_Exercise task_. Return, word for word, the lines of the records from the line containing "Task: tag every instance of the sliced" through the last line of the records, both ends included.

· · · ·

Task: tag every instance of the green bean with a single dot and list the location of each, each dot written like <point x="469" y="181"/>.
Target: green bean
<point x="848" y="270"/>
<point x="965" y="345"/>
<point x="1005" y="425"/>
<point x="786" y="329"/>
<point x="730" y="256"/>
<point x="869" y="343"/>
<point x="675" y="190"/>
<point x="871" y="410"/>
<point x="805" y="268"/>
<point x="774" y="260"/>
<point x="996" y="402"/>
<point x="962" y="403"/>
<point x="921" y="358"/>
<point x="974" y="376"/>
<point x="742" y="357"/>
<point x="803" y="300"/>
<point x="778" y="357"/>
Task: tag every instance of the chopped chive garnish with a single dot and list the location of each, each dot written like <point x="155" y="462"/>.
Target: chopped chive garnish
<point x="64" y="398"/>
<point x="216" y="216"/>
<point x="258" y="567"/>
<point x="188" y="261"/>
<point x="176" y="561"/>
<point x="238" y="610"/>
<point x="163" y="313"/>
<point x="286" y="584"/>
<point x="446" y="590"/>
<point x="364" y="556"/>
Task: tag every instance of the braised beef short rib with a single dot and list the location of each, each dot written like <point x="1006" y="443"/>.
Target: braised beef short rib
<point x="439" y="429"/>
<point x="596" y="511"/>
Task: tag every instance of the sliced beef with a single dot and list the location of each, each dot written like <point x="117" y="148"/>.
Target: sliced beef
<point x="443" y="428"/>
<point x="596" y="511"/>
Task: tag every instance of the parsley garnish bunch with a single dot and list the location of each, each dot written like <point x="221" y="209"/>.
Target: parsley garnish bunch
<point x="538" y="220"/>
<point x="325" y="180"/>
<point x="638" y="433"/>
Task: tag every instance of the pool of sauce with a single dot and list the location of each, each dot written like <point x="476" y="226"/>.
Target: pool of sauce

· · · ·

_Result_.
Task: tag every instance of the sliced beef with a single dot and list the location of each, each dot written like <point x="117" y="148"/>.
Target: sliced beef
<point x="443" y="428"/>
<point x="596" y="511"/>
Task: tag every instance of the parsley garnish bunch with a single dot and list the location of each, each dot written like <point x="221" y="209"/>.
Target: parsley garnish bunch
<point x="538" y="220"/>
<point x="325" y="180"/>
<point x="638" y="433"/>
Task: tag every instance of the pool of sauce with a single dot and list the location of each, each dot written like <point x="476" y="226"/>.
Target: pool of sauce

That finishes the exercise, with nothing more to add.